Page extract:

+---+

= Suzanne Haïk-Vantoura =

French musician (1912–2000)

Suzanne Haïk-Vantoura (née Vantoura; 13 July 1912 – 22 October 2000) was a French organist, music teacher, composer and music theorist. Her main work was in the field of musicology.

==Personal life==

Vantoura was born in Paris on 13 July 1912. In 1931 Vantoura started studying at Conservatoire National Supérieur de Paris, (CNSMDP), and in 1934 earned a First Prize in Harmony. Four years later, she was awarded a First Prize in Fugue (1938). She was a pupil of the well-known organist and composer Marcel Dupré from 1941 to 1946.

During World War II, Vantoura and her family fled from the Nazis to southern France. There she studied the cantillation marks (also melodic accents or ta'amim), in the Hebrew Bible (Masoretic Text), forming the basic hypothesis of her system for decoding the Masoretic cantillation. After the war she put aside this work and did not resume it until, after her retirement in 1970, she finally published her system in La Musique de la Bible revélée (1st ed.: 1976). She died on 22 October 2000 in Lausanne, Switzerland at the age of 88. Her husband Maurice Haïk had died in 1976. The couple had no children.

==Career==
She was Honorary professor of music education (1937–61).
She was organist at the Synagogue de l'Union liberale Israelite de Paris (1946–53) and organist at the Église Saint-Hélène in Paris (1966–79).

===Compositions===
- Quatuor florentin, 1942
- Un beau dimanche, 1957
- Destin d'Israël, 1964
- Versets de psaumes, 1968
- Offrande, 1970
- Adagio for saxophone and organ, 1976

==Music of the Bible Revealed==
Music of the Bible Revealed was her magnum opus; a massive work covering the entire Hebrew Bible, decoding the cantillation marks (as musical notes which support the syntax and meaning of the words) of its 24 books, to music.

===Study===
Haïk-Vantoura argues that the accentual system preserved in the Masoretic Text was originally a method of recording hand signals ("chironomy") by which temple musicians were directed in the performance of music.

Noticing the marks in the version of the Hebrew Bible she used to read, Vantoura affirmed she had read in an unnamed encyclopedia that these signs of cantillation dated back to antiquity and that their real musical meaning was lost. This, she said, triggered her curiosity. Working step by step, she made the assumption it was significant that the sublinear signs were never absent from the text, while entire verses are totally lacking supralinear signs. In her opinion it had to mean that the sublinear signs had to be "more important" than the supralinear ones. This conclusion formed the basis of her conjectures.

+---+

Written request A: In the biography of Suzanne Haïk-Vantoura, under which organist and composer did she study from 1941 to 1946?

+---+

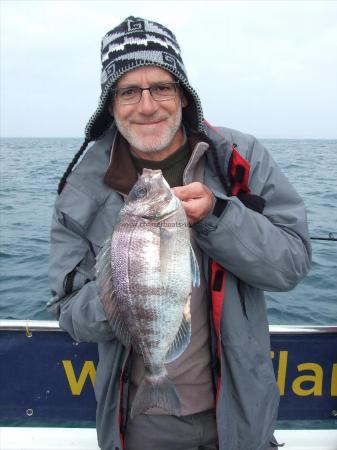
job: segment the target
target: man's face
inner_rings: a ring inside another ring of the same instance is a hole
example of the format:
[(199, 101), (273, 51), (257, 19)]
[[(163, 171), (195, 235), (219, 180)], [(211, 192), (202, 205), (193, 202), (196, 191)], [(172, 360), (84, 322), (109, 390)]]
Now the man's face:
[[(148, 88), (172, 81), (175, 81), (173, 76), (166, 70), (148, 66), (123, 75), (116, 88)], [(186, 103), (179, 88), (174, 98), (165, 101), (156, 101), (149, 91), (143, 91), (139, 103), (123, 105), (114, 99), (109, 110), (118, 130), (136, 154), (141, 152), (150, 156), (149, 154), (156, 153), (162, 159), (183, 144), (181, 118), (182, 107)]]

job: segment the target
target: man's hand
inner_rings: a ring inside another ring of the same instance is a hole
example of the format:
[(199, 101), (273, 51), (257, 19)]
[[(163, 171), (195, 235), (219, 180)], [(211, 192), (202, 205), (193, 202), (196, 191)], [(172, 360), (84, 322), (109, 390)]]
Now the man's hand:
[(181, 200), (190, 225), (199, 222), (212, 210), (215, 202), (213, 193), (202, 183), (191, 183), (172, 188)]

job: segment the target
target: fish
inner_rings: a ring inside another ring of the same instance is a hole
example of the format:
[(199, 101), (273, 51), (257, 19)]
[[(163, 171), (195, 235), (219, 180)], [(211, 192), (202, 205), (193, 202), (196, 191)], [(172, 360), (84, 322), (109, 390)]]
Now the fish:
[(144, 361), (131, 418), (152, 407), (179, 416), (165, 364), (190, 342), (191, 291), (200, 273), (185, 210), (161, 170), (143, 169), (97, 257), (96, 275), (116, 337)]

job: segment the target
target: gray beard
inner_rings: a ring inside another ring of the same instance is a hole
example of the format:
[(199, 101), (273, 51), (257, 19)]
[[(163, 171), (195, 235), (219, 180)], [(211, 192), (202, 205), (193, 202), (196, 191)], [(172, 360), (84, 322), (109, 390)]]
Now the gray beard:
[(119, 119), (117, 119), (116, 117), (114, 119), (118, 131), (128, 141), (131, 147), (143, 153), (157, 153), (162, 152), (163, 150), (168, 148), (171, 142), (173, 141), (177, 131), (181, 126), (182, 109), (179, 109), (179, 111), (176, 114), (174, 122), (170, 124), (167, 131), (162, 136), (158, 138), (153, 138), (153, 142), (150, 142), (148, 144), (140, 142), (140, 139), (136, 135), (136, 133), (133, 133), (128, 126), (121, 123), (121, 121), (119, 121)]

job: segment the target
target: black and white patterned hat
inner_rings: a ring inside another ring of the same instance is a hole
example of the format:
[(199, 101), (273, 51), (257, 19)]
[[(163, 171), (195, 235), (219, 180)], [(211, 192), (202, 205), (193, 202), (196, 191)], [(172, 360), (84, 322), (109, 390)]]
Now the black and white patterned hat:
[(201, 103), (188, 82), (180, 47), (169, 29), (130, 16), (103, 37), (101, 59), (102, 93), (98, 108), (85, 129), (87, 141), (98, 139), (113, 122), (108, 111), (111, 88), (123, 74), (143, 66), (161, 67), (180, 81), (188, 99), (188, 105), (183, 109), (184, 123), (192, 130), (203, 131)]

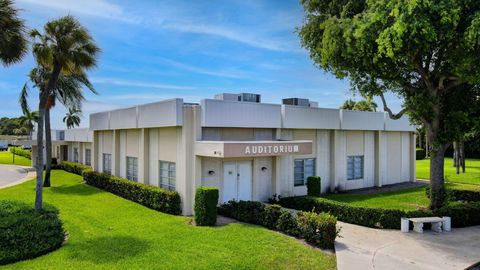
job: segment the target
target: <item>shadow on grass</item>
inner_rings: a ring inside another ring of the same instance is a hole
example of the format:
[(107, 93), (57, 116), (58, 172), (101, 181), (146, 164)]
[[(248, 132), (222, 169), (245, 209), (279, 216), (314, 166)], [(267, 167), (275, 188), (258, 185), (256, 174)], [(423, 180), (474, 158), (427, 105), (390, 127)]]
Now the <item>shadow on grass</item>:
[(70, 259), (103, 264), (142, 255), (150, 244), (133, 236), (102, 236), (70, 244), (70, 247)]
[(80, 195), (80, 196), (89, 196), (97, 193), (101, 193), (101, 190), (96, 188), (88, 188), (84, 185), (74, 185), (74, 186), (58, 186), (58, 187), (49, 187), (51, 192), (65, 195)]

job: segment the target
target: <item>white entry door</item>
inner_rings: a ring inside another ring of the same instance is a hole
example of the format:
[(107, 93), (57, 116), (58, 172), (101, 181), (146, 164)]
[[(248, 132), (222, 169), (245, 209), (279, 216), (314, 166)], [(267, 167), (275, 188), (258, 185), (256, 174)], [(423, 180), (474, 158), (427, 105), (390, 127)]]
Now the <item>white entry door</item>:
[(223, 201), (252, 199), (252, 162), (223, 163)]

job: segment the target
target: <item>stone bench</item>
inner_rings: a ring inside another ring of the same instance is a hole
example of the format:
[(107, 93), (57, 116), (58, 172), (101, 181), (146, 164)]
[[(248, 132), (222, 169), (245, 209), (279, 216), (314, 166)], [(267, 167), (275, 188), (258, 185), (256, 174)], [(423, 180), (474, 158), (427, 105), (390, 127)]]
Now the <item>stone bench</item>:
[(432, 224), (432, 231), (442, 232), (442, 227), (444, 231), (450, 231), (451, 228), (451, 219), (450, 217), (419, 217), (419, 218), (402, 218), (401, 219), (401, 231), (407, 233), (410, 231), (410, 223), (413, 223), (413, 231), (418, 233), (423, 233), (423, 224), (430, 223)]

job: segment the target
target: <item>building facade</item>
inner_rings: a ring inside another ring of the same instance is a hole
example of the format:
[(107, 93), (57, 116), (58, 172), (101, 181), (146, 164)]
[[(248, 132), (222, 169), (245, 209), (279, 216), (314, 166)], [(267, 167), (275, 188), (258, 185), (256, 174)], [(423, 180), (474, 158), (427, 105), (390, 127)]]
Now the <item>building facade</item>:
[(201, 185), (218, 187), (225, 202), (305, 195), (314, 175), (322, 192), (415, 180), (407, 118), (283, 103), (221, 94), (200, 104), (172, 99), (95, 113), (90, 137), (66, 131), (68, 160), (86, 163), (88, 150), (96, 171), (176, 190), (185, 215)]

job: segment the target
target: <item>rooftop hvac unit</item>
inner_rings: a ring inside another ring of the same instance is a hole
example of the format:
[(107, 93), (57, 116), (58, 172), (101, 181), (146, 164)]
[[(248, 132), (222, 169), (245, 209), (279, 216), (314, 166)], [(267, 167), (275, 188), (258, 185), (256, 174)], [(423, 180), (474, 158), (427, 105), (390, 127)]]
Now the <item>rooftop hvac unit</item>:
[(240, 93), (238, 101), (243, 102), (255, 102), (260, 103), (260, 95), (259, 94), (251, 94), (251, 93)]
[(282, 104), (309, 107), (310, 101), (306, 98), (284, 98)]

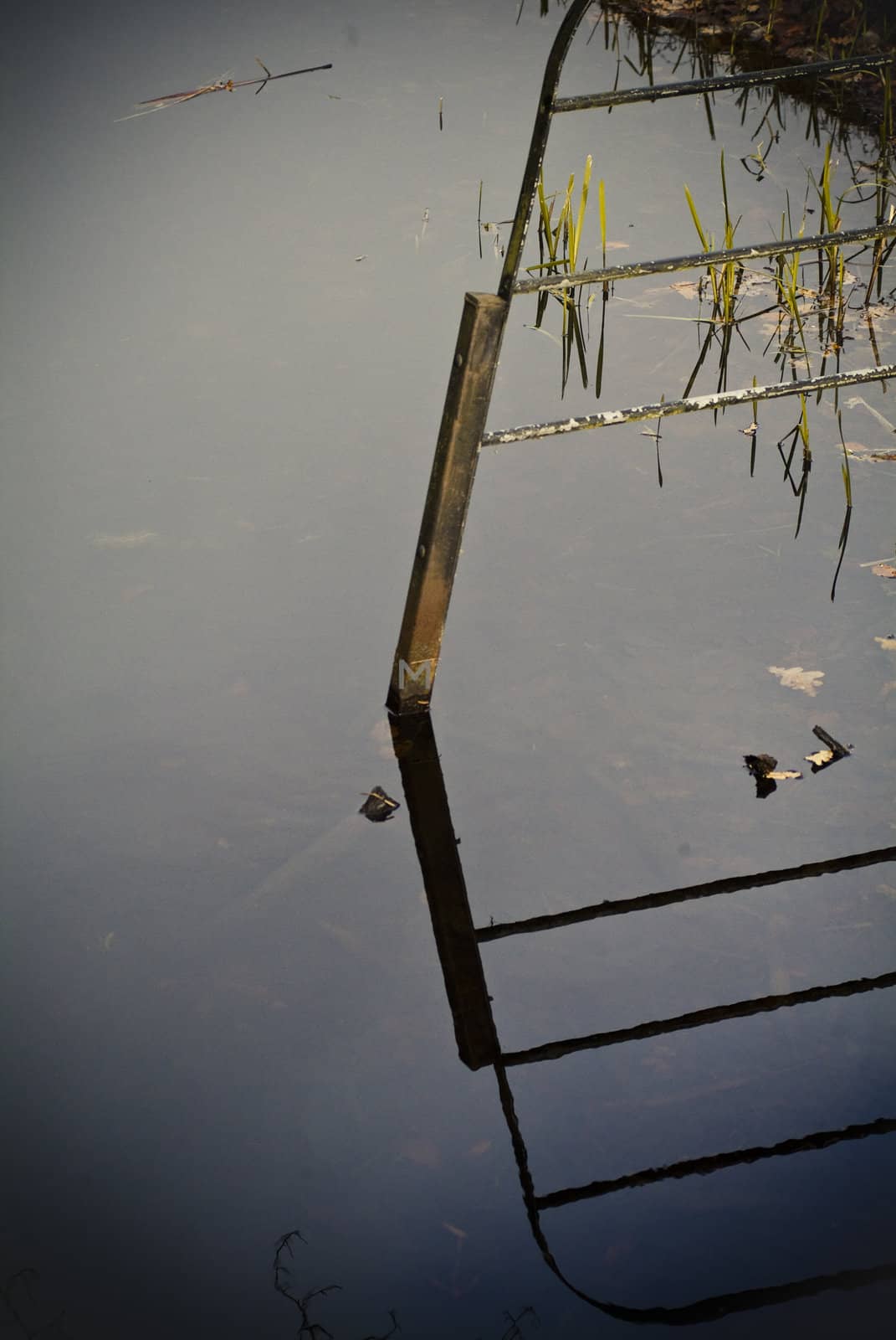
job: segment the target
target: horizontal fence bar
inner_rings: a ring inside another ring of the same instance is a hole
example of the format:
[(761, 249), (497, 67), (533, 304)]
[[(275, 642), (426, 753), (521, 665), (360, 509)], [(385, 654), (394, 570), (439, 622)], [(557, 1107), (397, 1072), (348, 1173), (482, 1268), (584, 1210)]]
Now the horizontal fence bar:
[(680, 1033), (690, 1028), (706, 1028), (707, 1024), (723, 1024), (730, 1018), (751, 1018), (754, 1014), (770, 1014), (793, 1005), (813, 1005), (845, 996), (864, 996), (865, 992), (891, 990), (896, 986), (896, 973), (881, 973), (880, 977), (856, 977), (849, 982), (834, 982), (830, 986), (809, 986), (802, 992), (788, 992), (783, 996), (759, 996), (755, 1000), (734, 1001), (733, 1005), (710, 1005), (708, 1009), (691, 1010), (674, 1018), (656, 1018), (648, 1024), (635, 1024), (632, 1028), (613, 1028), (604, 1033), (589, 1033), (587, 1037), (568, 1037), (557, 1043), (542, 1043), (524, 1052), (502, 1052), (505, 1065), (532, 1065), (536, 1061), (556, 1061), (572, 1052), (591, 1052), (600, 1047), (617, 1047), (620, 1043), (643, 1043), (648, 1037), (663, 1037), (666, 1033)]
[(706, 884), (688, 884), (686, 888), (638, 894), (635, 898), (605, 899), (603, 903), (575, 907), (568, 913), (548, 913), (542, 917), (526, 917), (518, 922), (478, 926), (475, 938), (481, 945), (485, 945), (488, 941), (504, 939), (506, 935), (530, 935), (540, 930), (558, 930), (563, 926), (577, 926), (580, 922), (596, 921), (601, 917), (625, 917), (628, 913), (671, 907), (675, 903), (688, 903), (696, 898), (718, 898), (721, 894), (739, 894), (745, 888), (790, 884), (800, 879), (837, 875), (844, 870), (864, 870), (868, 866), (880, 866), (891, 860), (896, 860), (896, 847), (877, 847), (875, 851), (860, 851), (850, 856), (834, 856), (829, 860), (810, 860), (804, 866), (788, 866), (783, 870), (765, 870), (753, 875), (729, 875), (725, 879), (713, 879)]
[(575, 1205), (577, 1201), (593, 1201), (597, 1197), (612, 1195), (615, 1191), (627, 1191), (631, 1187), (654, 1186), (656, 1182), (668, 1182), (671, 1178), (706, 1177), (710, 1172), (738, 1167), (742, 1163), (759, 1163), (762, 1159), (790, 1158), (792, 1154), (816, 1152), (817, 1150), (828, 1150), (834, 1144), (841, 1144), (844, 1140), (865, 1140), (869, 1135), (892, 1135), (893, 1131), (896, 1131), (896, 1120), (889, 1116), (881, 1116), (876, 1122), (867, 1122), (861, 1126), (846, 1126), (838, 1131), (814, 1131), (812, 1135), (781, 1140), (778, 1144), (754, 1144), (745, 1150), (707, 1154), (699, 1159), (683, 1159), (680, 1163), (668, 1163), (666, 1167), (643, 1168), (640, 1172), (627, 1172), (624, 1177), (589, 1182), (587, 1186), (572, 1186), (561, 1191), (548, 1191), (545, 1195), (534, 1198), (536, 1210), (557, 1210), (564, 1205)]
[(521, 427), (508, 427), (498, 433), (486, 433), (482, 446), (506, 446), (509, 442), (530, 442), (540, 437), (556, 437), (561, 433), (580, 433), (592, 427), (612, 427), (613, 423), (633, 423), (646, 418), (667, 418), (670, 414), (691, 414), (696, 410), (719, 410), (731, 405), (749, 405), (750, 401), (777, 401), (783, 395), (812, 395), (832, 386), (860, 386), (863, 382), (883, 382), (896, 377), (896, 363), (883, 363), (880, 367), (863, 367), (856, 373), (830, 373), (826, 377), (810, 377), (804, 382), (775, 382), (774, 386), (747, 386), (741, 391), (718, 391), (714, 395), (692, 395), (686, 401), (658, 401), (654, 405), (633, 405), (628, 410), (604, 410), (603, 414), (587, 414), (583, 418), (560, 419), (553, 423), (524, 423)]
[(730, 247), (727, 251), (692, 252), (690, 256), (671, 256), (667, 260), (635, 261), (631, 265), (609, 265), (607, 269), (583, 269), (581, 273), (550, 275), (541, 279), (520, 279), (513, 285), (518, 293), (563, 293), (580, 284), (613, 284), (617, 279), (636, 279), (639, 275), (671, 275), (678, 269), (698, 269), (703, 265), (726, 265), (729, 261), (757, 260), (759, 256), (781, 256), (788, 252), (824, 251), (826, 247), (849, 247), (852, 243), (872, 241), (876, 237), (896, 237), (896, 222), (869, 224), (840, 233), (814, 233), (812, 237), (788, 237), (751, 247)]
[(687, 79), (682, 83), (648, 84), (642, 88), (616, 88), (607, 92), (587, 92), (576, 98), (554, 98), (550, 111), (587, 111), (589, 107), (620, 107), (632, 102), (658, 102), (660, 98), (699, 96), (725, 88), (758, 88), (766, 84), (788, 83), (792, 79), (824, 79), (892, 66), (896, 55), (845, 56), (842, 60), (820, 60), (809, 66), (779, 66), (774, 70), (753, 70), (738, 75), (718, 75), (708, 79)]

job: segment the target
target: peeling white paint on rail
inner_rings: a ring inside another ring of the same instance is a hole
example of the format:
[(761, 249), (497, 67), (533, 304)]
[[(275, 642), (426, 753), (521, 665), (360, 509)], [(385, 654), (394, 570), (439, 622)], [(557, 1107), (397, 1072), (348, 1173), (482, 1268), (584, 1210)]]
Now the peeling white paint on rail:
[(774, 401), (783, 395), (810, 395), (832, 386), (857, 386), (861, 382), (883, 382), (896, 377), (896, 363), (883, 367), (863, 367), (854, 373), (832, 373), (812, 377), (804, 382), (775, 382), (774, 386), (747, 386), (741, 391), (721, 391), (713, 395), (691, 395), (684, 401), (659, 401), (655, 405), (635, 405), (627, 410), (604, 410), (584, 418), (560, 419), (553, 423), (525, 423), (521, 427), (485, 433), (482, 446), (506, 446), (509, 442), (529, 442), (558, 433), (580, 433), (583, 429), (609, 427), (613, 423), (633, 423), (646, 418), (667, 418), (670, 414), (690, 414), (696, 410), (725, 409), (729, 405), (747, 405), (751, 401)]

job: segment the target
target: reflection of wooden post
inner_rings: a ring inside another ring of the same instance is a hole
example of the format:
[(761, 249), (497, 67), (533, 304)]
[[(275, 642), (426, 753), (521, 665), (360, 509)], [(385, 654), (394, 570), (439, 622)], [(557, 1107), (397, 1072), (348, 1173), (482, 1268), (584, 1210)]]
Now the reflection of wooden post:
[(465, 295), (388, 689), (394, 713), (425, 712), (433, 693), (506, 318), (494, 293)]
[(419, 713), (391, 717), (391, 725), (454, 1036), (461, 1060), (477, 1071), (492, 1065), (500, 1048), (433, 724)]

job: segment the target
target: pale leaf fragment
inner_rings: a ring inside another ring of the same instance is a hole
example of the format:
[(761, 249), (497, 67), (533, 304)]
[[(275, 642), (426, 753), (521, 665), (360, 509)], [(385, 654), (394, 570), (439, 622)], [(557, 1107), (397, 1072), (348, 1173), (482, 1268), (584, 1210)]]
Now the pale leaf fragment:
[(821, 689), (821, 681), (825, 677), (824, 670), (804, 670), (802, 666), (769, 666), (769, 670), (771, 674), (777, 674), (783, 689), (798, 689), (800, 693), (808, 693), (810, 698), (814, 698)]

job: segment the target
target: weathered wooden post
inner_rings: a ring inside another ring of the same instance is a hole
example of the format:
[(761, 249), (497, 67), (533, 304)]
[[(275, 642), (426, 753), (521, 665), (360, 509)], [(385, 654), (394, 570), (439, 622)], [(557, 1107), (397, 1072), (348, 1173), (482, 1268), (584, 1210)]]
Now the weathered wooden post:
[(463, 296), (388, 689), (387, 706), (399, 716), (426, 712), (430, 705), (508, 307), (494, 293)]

+---+

Written request B: Copy the records word for word, everything from their start down to and including the line that contains "183), (172, 188)]". Leave out the pictures.

Task response A: Marcel Dupré

Task response B:
job: segment the target
target: man's face
inner_rings: a ring inside another ring of the same instance is a hole
example of the format:
[(199, 101), (273, 51), (257, 19)]
[[(163, 171), (195, 235), (219, 180)], [(211, 192), (202, 205), (193, 202), (196, 191)], [(172, 360), (84, 322), (109, 390)]]
Now the man's face:
[[(148, 88), (172, 81), (175, 81), (173, 76), (166, 70), (148, 66), (123, 75), (116, 88)], [(186, 103), (179, 88), (174, 98), (165, 101), (156, 101), (149, 91), (143, 91), (139, 103), (123, 105), (114, 99), (109, 110), (118, 130), (136, 154), (141, 152), (150, 156), (149, 154), (156, 153), (162, 159), (183, 144), (181, 118), (182, 107)]]

job: segment the target
target: man's hand
inner_rings: a ring inside another ring of the same instance is a hole
example of the format:
[(199, 101), (273, 51), (257, 19)]
[[(163, 171), (195, 235), (219, 180)], [(211, 192), (202, 205), (193, 202), (196, 191)], [(172, 360), (84, 322), (109, 390)]]
Now the man's hand:
[(181, 200), (190, 225), (199, 222), (212, 210), (215, 202), (213, 193), (202, 183), (191, 183), (172, 188)]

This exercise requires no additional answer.